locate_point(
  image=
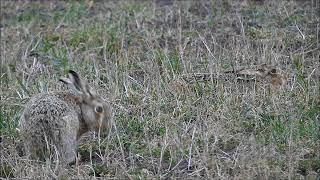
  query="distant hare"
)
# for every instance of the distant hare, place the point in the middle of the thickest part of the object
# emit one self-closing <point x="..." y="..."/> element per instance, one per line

________________

Given request.
Quote the data above verbatim, line for line, omitting any pictures.

Task result.
locate_point(
  image=
  query="distant hare"
)
# for every instance of the distant hare, place the point in the middle of the thickest part of the object
# emit one self-closing <point x="..." y="..."/> element per instance, one per line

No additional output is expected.